**Goals:**
A) Using the excerpt on the similarity calculation model, answer the following questions.
(i) How many sets of explanatory sentence-attached programs are acquired at random in step S101?
(ii) What may serve as an index of the similarity X?
(iii) What kind of similarity is the similarity Y?
B) Continue the excerpt on the similarity calculation model from its final sentence.

FIG. 4 is a diagram illustrating an example of a search data set. In FIG. 4, a unit surrounded by a broken line is one explanatory sentence-attached program. An explanatory sentence-attached program refers to data including a source code of the program and a sentence (explanatory sentence) explaining a specification of the program in a natural language (Japanese in the present embodiment) in association with each other. That is, the data structure of the search data set is described in a format based on Backus-Naur form (BNF) notation as follows.

    • <Search data set>::=[explanatory sentence source code]+


A plurality of explanatory sentence-attached programs are prepared in advance as search data sets. In step S101, two sets of explanatory sentence-attached programs are randomly acquired from a plurality of explanatory sentence-attached programs. However, in step S101 for the second and subsequent times, two sets other than the already acquired combination are acquired. In the learning processing of the similarity calculation model m1, the search data set is used as a learning data set of the similarity calculation model m1.


Subsequently, the learning unit 11 calculates a similarity (hereinafter referred to as a “similarity X”) of the structures of the source codes included in each of the two explanatory sentence-attached programs (S102). For example, Tree Edit Distance may be used as an index of the similarity X.


Subsequently, the learning unit 11 trains the similarity calculation model m1 (updates model parameters of the similarity calculation model m1) such that a cosine similarity (hereinafter referred to as a “similarity Y”) between the result of vectorization of the explanatory sentence of one of the two explanatory sentence-attached programs and the result of vectorization of the source code of the other explanatory sentence-attached program approaches the similarity X (for example, a difference between the similarity Y and the similarity X decreases) (S103). The similarity calculation model m1 can be realized using a model or the like used in a program search method or the like using a deep learning model. The model is detailed in “Yao Wan, Jingdong Shu, Yulei Sui, Guandong Xu, Zhou Zhao, Jian Wu, and Philip S. Yu. Multi-modal attention network learning for semantic source code retrieval. In Proceedings of the 34th IEEE/ACM International Conference on Automated Software Engineering, ASE '19, p. 13 {25. IEEE Press, 2019. URL: https://dl.acm.org/doi/abs/10.1109/ASE.2019.00012”.

**Records supplied:**
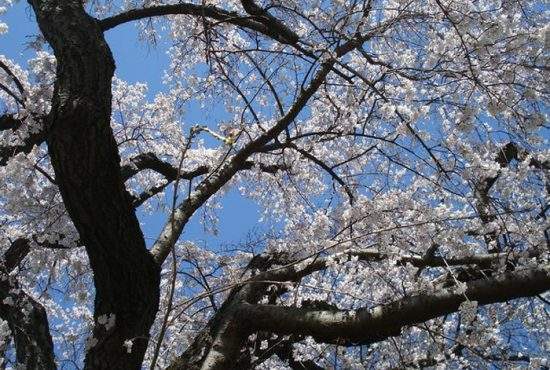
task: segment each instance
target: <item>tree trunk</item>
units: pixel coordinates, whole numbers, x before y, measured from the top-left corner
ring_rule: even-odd
[[[160,272],[120,175],[110,127],[115,64],[97,20],[86,14],[82,1],[29,3],[57,59],[49,154],[94,272],[96,324],[85,366],[138,369],[158,310]],[[104,315],[114,315],[114,326],[105,325]],[[133,340],[131,353],[125,340]]]

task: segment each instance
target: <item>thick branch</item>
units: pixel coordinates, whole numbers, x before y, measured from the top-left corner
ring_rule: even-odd
[[[293,43],[295,40],[287,39],[286,34],[280,33],[279,29],[271,28],[268,25],[252,20],[249,17],[243,17],[236,12],[229,12],[224,9],[211,5],[196,5],[189,3],[180,3],[172,5],[158,5],[142,9],[133,9],[127,12],[115,15],[99,21],[101,29],[107,31],[120,24],[136,21],[143,18],[159,17],[165,15],[194,15],[199,17],[208,17],[219,22],[231,23],[235,26],[246,28],[252,31],[262,33],[283,43]]]
[[[94,273],[96,343],[85,367],[136,369],[158,310],[160,271],[120,174],[111,121],[115,63],[82,0],[28,0],[56,60],[48,152],[63,203]],[[137,294],[139,292],[139,294]],[[114,316],[107,329],[99,317]],[[133,340],[132,352],[124,348]]]
[[[178,206],[175,212],[164,226],[161,234],[151,249],[155,260],[160,265],[168,256],[168,253],[179,238],[183,227],[195,211],[201,207],[214,193],[224,186],[247,162],[248,158],[259,151],[265,144],[276,138],[298,116],[309,99],[325,81],[333,62],[322,65],[317,75],[313,78],[307,89],[303,90],[293,106],[277,123],[267,132],[245,145],[234,157],[221,166],[219,171],[213,173],[201,182],[191,196]]]
[[[178,175],[177,167],[158,158],[154,153],[138,154],[131,158],[129,162],[130,163],[121,167],[121,175],[125,181],[143,170],[155,171],[164,176],[168,181],[174,181]],[[260,170],[266,173],[276,173],[277,171],[285,169],[283,166],[266,165],[263,163],[255,164],[252,161],[245,161],[239,169],[250,170],[256,165],[260,167]],[[179,178],[182,180],[191,180],[195,177],[206,175],[211,170],[209,166],[199,166],[192,171],[181,171]]]
[[[550,289],[550,265],[467,283],[479,305],[530,297]],[[374,309],[318,310],[243,303],[238,317],[250,331],[312,336],[318,342],[368,344],[400,335],[405,326],[456,312],[466,298],[456,289],[403,298]]]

**Response list:**
A)
(i) Two sets.
(ii) Tree Edit Distance.
(iii) A cosine similarity between the vectorized explanatory sentence of one of the two explanatory sentence-attached programs and the vectorized source code of the other.

B)
FIG. 5 is a diagram for describing learning of the similarity calculation model m1. As illustrated in FIG. 5, the similarity calculation model m1 includes a neural network L1, an attention layer L2, a neural network L3, an attention layer L4, and the like.


The neural network L1 is a neural network that converts each word of the explanatory sentence into a vector (hereinafter referred to as a “vector v1”) having a predetermined number of dimensions (for example, 512 dimensions). For example, when the explanatory sentence includes J words, J vectors v1 are output from the neural network L1.


The attention layer L2 is a neural network that receives J vectors v1 as inputs and outputs one vector (hereinafter referred to as a “vector v2”). The attention layer L2 weights each vector v1 by the weight parameter of the attention layer L2 to generate one vector v2.


The neural network L2 is a neural network that converts each token of the source code into a vector (hereinafter referred to as a “vector v3”) having a predetermined number of dimensions (for example, 512 dimensions). For example, when the explanatory sentence includes K tokens, K vectors v2 are output from the neural network L2.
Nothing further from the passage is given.